> _Written exercise A_
In the records below, find every line that contains the string "carport" and copy each one.

* begin Page text *

Festivals enrich the culture of a society which have special significance both religiously and socially. It is a time of celebration and remembrance. Generally festivals create a special atmosphere which helps in diverting the otherwise tensed mind from the worldly problems as people mainly focus on religion with a joyous mind.

Festivals signify togetherness and thus help in the maintenance of cordial relationship among the members of the society. Festival celebrations are important part of culture which help in strengthening various relationships. Above all festivals act as excellent detox which help in removing not only the materialistic clutter from one's house but it also helps in clutter clearing the mind thereby refreshing and elevating the mind.

The practice of fasting for some of the religious festivals is very effective for the health of a body. Fasting is a very good practice which helps in cleansing of internal organs particularly the organs of digestive system and thus it helps in weight loss as well. Most of the festivals help in developing charity nature in humans as people / devotees go to temples on festival days and offer food, money, clothes etc to the saints and to the poor beggars.

During festival seasons, people clear the clutter from their houses and decorate the houses with fresh flowers and lights. This enhances the beauty of the houses and there is a spread of good spirits / vibes in the house. Festivals bring happiness and joy among the people who celebrate these with much fervor and enthusiasm. On the whole there is a spread of positive spirit in the society during the festival seasons.

There are several Hindu festivals some of which are specially important and celebrated at national level which there are also certain festivals that are confined to specific regions / states of India.

Ugaadi / Gudi Padwa / Yugaadi

The first day of the Hindu month - Chaitra Masam - is celebrated as New Year's day with different names in different regions of the country. Mostly this festival falls in the Gregorian month of March / April and is known as Ugadi in Andhra Pradesh. While it is known as Yugadi in Karnataka and Gudi Padwa in Maharashtra. The festival has much of social significance and is celebrated with much fervor.

Sri Rama Navami

Sri Rama Navami which has much of religious importance is the birthday of Lord Rama and is celebrated through out India on the 9th day of waxing moon in the Hindu month of Chaitra. People visit Rama temples, offer prayers, perform bhajans / keertans and in the temples in South India, Rama Kalyanam (the marriage ceremony of the divine couple - Lord Rama and Sita Devi) is performed in the presence of huge gathering of devotees.

Akshaya Tritiya / Akha Teej

Akshaya Tritiya is a festival with religious importance that is celebrated on the 3rd day of the waxing moon in the Hindu month of Vaishakam which usually falls in the month of May. The festival has been popularized as the Gold Rush day as people belief that making a purchase of gold on this day is highly auspicious.

Ratha Yatra / Car Festival

Ratha Yatra or the Car Festival of Lord Jagannath of Puri is an important festival celebrated on Aashada Vidiya day i.e. the 2nd day of the waxing moon in the Hindu month of Aashad. The festival is celebrated in all the Jagannath temples across the world when the deities are driven in colorfully decorated chariots made of special wood (deodar wood).

Guru Poornima / Vyasa Pournami

Guru Poornima marks the birth anniversary of the great Saint Veda Vyasa - the composer of great Hindu epic Mahabharata. It is celebrated on the full moon day in the Hindu month of Aashad when people offer prayers to their gurus. The day is specially celebrated in Shirdi Saibaba and Sri Guru Datta temples.

* end Page text *

> _Written exercise B_
Continue the piece on Hindu festivals above, starting right after its last sentence.

* begin Available records *

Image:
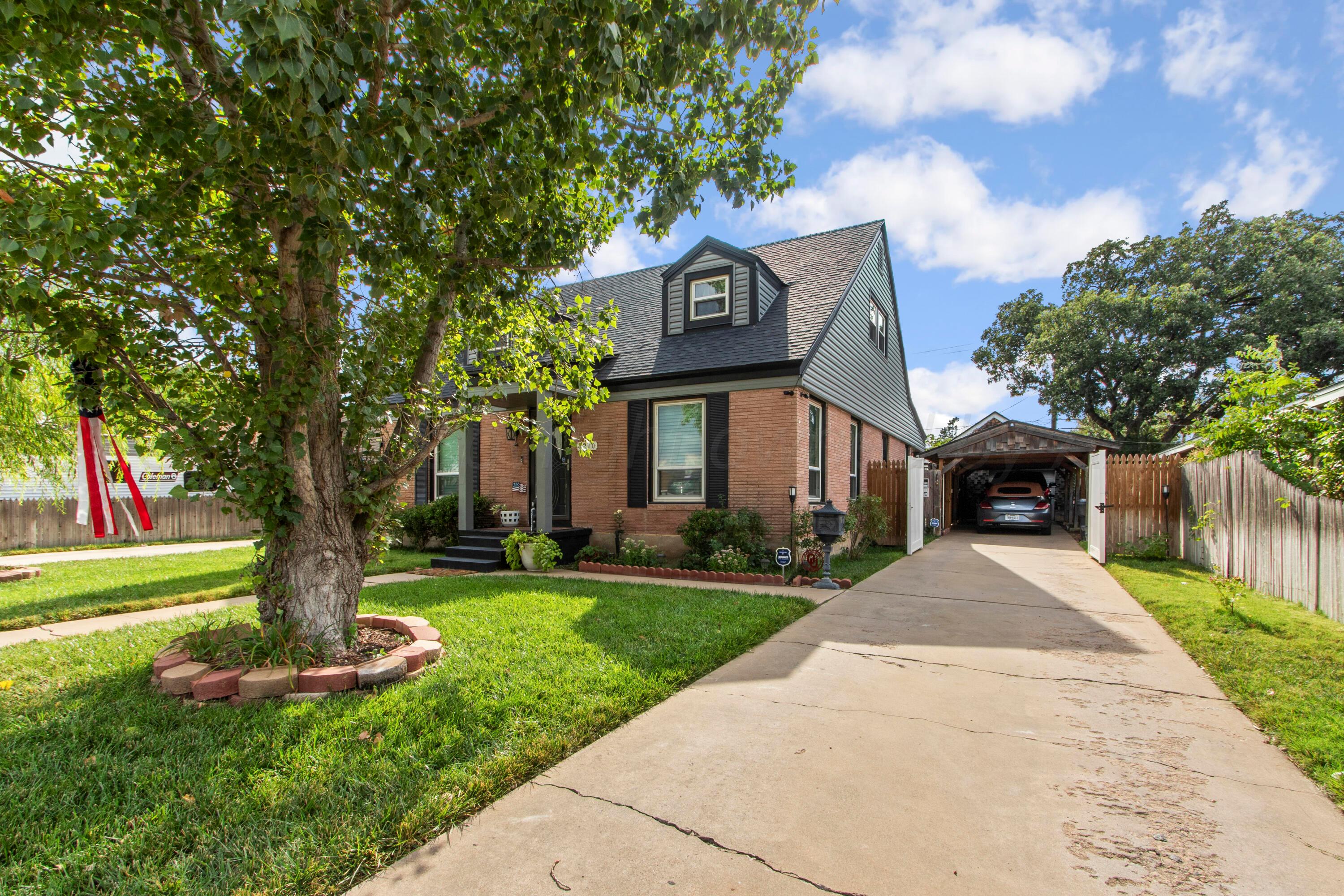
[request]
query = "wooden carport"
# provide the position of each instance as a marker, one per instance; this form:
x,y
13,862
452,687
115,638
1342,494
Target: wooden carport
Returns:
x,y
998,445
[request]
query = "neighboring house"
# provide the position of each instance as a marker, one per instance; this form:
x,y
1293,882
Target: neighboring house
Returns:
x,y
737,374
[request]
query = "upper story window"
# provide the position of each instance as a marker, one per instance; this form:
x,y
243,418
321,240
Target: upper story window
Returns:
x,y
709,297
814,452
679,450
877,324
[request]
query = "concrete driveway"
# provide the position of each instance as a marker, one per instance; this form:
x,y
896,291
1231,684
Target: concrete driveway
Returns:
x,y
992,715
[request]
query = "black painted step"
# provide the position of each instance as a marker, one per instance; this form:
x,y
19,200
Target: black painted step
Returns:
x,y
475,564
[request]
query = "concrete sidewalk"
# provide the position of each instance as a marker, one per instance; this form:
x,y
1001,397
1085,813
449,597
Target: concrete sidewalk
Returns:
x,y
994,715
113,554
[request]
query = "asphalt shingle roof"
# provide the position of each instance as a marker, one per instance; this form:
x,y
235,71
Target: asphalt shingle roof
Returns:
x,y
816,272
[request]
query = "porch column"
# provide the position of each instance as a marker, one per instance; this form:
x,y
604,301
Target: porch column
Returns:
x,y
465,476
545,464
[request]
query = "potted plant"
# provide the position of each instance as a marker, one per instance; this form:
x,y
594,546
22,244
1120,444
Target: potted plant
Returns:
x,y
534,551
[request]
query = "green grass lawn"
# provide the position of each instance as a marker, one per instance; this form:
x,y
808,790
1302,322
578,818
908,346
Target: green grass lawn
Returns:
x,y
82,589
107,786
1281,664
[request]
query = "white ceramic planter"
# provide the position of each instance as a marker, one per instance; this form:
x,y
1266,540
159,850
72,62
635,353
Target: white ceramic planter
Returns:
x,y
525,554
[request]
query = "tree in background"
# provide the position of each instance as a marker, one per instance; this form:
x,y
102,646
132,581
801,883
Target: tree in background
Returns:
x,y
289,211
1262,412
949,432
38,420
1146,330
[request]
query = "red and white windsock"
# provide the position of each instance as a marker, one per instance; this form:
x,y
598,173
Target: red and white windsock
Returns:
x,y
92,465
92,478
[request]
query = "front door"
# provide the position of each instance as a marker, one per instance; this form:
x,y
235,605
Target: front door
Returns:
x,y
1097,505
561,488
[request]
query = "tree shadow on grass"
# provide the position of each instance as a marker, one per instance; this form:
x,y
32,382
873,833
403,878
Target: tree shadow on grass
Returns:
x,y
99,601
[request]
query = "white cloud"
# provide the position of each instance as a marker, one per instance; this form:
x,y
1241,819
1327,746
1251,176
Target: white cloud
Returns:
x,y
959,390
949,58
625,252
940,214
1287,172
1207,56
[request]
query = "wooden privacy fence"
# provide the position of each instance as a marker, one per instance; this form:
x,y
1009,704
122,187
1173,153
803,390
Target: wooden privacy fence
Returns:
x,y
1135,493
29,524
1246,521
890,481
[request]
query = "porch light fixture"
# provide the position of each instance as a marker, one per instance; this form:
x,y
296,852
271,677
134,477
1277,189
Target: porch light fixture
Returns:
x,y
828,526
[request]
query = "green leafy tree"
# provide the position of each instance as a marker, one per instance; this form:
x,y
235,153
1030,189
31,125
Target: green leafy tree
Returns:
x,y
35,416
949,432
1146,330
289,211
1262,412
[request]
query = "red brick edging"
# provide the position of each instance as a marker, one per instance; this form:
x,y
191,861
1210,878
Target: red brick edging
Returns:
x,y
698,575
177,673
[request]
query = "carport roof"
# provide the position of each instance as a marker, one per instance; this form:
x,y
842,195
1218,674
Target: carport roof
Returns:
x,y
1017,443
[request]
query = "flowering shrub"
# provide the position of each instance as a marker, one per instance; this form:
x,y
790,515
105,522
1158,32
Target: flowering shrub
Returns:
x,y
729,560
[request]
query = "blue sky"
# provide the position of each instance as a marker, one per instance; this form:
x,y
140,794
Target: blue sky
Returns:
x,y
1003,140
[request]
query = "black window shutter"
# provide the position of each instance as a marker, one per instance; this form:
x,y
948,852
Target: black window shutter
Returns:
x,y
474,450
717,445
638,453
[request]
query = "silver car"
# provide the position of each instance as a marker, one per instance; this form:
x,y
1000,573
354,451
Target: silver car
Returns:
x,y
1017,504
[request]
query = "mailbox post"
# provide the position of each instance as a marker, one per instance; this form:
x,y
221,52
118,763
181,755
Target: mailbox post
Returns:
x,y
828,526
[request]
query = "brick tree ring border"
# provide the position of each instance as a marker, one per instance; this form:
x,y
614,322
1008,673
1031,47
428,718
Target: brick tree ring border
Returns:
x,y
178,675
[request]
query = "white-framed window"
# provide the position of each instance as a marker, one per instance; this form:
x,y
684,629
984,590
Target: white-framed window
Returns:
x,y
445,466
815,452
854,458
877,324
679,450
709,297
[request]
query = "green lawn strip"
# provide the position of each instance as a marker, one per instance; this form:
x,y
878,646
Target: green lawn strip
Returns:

* end Available records *

> _Written response A_
query = "wooden carport"
Target: wooden carport
query = "carport roof"
Target: carport roof

> _Written response B_
Varalakshmi Vratam

Varalakshmi Vratam is an important festival celebrated mainly by the women in the South particularly in Andhra Pradesh. The 2nd Friday in the auspicious Hindu month of Sravan / Sawan is celebrated as Varalakshmi Pooja when women specially worship Goddess Lakshmi for a happy, prosperous and blissful married life.

Sravana Pournami / Raksha Bandhan

Raksha Bandhan which is celebrated on the full moon day in the auspicious Hindu month of Sravan is an important festival celebrated in the North, East and West of India. The festival signifies strong relationship between brothers and sisters. While in South people celebrate it as Sravana Pournami when the men of certain communities replace their old sacred thread with a new one.

Janmashtami

Janmashtami which is known by different names in different regions lirike Gokulashtami / Krishnashtami / Sri Krishna Jayanti. The festival is celebrated on the 8th day of waning moon in the Hindu month of Sravan and it marks the birth celebrations of Lord Krishna who is one of the incarnations of Lord Vishnu. The festival is celebrated with much fervor and enthusiasm through out the country with much of cultural and religious activities. 

Vinayaka Chaturthi

Ganesh Chaturthi also known as Vinayaka Chaturthi / Ganesh Pooja is one of the biggest Hindu festivals that is celebrated with great spirit across the length and breadth of the country with much enthusiasm. The festival which is celebrated on the 4th day of the waxing moon in the Hindu month of Bhadrapad marks the birth of Lord Ganesha. Huge idols of Lord Ganesha are installed on pedals in every nook and corner and mostly the idol is worshiped for 9 continuous days from Ganesh Chaturthi day. The festival is also known by the name Ganesh Navaratri (9 days).

Mahalaya

Mahalaya also known as Mahalaya Amavasya is celebrated on the Amavasya / No Moon day before the beginning of the Hindu month of Aswayuja. The day is specially important for offering prayers to departed souls of ancestors / forefathers.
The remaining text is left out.